_DATA ENTRIES_
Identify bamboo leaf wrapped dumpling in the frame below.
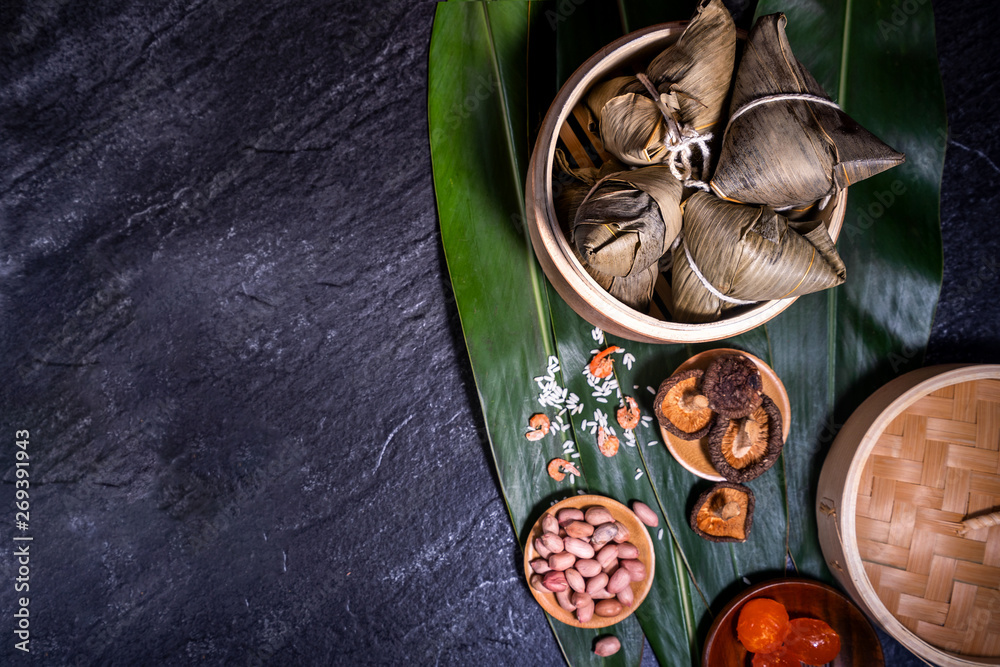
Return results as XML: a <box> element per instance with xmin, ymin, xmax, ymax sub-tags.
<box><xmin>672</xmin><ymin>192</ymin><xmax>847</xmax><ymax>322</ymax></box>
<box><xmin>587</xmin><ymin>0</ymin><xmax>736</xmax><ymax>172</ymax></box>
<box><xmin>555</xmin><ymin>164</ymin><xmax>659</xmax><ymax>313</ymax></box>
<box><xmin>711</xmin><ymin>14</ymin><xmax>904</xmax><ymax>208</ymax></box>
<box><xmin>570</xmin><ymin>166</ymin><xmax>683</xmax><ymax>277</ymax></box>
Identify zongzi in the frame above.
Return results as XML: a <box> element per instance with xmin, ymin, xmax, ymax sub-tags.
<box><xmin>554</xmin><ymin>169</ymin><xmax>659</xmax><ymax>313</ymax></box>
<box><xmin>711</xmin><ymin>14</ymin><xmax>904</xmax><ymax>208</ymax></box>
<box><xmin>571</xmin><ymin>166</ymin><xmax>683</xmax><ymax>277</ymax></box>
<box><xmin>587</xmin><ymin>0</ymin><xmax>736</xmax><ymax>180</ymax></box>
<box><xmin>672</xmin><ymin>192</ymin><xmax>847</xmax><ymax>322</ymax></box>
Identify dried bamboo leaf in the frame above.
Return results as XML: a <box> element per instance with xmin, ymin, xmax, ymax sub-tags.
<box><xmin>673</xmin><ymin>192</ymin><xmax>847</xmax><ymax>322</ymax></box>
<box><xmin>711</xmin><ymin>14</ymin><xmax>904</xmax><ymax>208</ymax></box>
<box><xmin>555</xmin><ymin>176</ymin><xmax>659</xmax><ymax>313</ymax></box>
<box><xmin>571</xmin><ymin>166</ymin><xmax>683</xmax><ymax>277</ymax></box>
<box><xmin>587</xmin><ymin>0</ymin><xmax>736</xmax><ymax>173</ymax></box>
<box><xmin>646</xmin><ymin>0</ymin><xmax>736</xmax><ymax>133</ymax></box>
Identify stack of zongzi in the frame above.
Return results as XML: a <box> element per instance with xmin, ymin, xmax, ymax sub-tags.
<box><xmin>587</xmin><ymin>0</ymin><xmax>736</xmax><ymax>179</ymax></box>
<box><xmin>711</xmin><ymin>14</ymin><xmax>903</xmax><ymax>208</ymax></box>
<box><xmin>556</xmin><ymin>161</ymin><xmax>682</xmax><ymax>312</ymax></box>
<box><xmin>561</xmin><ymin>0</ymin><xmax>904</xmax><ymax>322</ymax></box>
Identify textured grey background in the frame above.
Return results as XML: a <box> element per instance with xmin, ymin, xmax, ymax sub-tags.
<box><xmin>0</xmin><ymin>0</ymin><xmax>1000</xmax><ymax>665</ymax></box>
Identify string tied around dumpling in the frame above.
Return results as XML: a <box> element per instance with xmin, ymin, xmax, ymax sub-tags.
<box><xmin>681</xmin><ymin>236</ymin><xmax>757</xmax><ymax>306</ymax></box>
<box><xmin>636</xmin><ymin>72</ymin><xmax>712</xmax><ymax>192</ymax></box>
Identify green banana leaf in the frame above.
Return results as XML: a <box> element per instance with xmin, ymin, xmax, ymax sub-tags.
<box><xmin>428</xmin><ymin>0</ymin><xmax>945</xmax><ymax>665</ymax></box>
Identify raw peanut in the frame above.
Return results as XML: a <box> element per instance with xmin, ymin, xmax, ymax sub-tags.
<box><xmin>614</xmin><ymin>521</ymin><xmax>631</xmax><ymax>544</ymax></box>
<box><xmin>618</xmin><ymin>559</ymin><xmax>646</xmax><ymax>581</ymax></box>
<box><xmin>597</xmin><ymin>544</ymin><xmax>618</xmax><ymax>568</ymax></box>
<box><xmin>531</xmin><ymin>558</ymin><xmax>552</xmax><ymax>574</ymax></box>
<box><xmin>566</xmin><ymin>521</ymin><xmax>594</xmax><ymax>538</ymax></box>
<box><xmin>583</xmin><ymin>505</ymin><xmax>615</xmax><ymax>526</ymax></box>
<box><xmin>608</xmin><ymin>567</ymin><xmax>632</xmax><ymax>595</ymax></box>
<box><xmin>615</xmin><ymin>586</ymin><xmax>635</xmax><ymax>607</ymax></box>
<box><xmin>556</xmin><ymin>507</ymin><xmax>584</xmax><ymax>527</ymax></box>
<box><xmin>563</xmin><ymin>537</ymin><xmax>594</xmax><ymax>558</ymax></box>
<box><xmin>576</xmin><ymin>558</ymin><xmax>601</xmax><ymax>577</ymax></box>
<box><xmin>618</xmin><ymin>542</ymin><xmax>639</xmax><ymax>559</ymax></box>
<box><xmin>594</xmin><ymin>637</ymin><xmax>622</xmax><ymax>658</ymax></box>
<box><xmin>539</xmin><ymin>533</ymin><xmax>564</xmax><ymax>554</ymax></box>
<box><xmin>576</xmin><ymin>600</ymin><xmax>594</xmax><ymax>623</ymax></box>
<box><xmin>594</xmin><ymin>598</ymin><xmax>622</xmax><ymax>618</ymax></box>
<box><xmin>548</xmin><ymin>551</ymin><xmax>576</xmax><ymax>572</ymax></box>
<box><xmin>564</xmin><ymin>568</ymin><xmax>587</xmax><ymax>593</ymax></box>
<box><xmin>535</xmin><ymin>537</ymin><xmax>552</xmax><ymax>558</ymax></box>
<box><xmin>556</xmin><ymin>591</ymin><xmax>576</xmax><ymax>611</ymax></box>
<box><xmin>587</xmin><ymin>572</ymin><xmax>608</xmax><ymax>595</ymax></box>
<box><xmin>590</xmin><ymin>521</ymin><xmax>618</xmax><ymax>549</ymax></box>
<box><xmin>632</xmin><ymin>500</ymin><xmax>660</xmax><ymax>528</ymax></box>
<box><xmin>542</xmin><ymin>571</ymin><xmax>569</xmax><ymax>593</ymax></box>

_PROBLEM_
Rewrite all of the data above with every "frame" changed to "image" and everything else left as it is. Leave the pictures out of your answer.

_EXERCISE SOLUTION_
Identify bamboo leaf wrapped dumpling in the image below.
Return results as XML: a <box> element per instance with xmin, ymin, xmax, ymax sub-tags.
<box><xmin>672</xmin><ymin>192</ymin><xmax>847</xmax><ymax>322</ymax></box>
<box><xmin>587</xmin><ymin>0</ymin><xmax>736</xmax><ymax>172</ymax></box>
<box><xmin>555</xmin><ymin>164</ymin><xmax>659</xmax><ymax>313</ymax></box>
<box><xmin>711</xmin><ymin>14</ymin><xmax>904</xmax><ymax>208</ymax></box>
<box><xmin>570</xmin><ymin>166</ymin><xmax>683</xmax><ymax>277</ymax></box>
Identify zongzi in the image above.
Return results as XML: a <box> element per instance with xmin, ymin, xmax, ymax sub-tags.
<box><xmin>554</xmin><ymin>169</ymin><xmax>659</xmax><ymax>313</ymax></box>
<box><xmin>711</xmin><ymin>14</ymin><xmax>904</xmax><ymax>208</ymax></box>
<box><xmin>571</xmin><ymin>166</ymin><xmax>683</xmax><ymax>277</ymax></box>
<box><xmin>587</xmin><ymin>0</ymin><xmax>736</xmax><ymax>180</ymax></box>
<box><xmin>672</xmin><ymin>192</ymin><xmax>847</xmax><ymax>322</ymax></box>
Identify dried bamboo leaf in the image above.
Return results as XML: a <box> element per instance with xmin, ymin, xmax, ymax sub-tags.
<box><xmin>673</xmin><ymin>192</ymin><xmax>847</xmax><ymax>322</ymax></box>
<box><xmin>711</xmin><ymin>14</ymin><xmax>904</xmax><ymax>208</ymax></box>
<box><xmin>555</xmin><ymin>176</ymin><xmax>659</xmax><ymax>313</ymax></box>
<box><xmin>571</xmin><ymin>166</ymin><xmax>683</xmax><ymax>277</ymax></box>
<box><xmin>587</xmin><ymin>0</ymin><xmax>736</xmax><ymax>173</ymax></box>
<box><xmin>646</xmin><ymin>0</ymin><xmax>736</xmax><ymax>133</ymax></box>
Identify stack of zongzi in the image above.
Return results as XML: a <box> element per instance with xmin, ymin, xmax, ymax sub-tags.
<box><xmin>587</xmin><ymin>0</ymin><xmax>736</xmax><ymax>179</ymax></box>
<box><xmin>711</xmin><ymin>14</ymin><xmax>903</xmax><ymax>208</ymax></box>
<box><xmin>556</xmin><ymin>161</ymin><xmax>682</xmax><ymax>312</ymax></box>
<box><xmin>561</xmin><ymin>0</ymin><xmax>904</xmax><ymax>322</ymax></box>
Identify textured grey background in the image above.
Return results as XML: a <box> element per instance with xmin, ymin, xmax, ymax sub-tags.
<box><xmin>0</xmin><ymin>0</ymin><xmax>1000</xmax><ymax>665</ymax></box>
Identify string tied around dumpling in the image above.
Return results as XML: a <box> element per instance with xmin, ymin, xmax, ymax sub-tags.
<box><xmin>681</xmin><ymin>236</ymin><xmax>757</xmax><ymax>306</ymax></box>
<box><xmin>636</xmin><ymin>72</ymin><xmax>712</xmax><ymax>192</ymax></box>
Identify green banana leaf in the image above.
Return results as XML: a <box> element per instance with xmin, ymin, xmax, ymax sub-tags.
<box><xmin>428</xmin><ymin>0</ymin><xmax>945</xmax><ymax>665</ymax></box>
Identify raw peanut in the image above.
Return results as XML: a <box> element per instance with xmin, ymin, xmax, ymax sub-tags.
<box><xmin>614</xmin><ymin>521</ymin><xmax>631</xmax><ymax>544</ymax></box>
<box><xmin>618</xmin><ymin>559</ymin><xmax>646</xmax><ymax>581</ymax></box>
<box><xmin>597</xmin><ymin>544</ymin><xmax>618</xmax><ymax>568</ymax></box>
<box><xmin>531</xmin><ymin>558</ymin><xmax>552</xmax><ymax>574</ymax></box>
<box><xmin>566</xmin><ymin>521</ymin><xmax>594</xmax><ymax>538</ymax></box>
<box><xmin>583</xmin><ymin>505</ymin><xmax>615</xmax><ymax>526</ymax></box>
<box><xmin>608</xmin><ymin>567</ymin><xmax>632</xmax><ymax>595</ymax></box>
<box><xmin>615</xmin><ymin>586</ymin><xmax>635</xmax><ymax>607</ymax></box>
<box><xmin>556</xmin><ymin>507</ymin><xmax>584</xmax><ymax>527</ymax></box>
<box><xmin>563</xmin><ymin>537</ymin><xmax>594</xmax><ymax>558</ymax></box>
<box><xmin>576</xmin><ymin>558</ymin><xmax>601</xmax><ymax>577</ymax></box>
<box><xmin>618</xmin><ymin>542</ymin><xmax>639</xmax><ymax>559</ymax></box>
<box><xmin>594</xmin><ymin>637</ymin><xmax>622</xmax><ymax>658</ymax></box>
<box><xmin>539</xmin><ymin>533</ymin><xmax>564</xmax><ymax>554</ymax></box>
<box><xmin>576</xmin><ymin>600</ymin><xmax>594</xmax><ymax>623</ymax></box>
<box><xmin>594</xmin><ymin>598</ymin><xmax>622</xmax><ymax>618</ymax></box>
<box><xmin>548</xmin><ymin>551</ymin><xmax>576</xmax><ymax>572</ymax></box>
<box><xmin>564</xmin><ymin>568</ymin><xmax>587</xmax><ymax>593</ymax></box>
<box><xmin>535</xmin><ymin>537</ymin><xmax>552</xmax><ymax>558</ymax></box>
<box><xmin>556</xmin><ymin>591</ymin><xmax>576</xmax><ymax>611</ymax></box>
<box><xmin>587</xmin><ymin>572</ymin><xmax>608</xmax><ymax>595</ymax></box>
<box><xmin>590</xmin><ymin>521</ymin><xmax>618</xmax><ymax>549</ymax></box>
<box><xmin>632</xmin><ymin>500</ymin><xmax>660</xmax><ymax>528</ymax></box>
<box><xmin>542</xmin><ymin>571</ymin><xmax>569</xmax><ymax>593</ymax></box>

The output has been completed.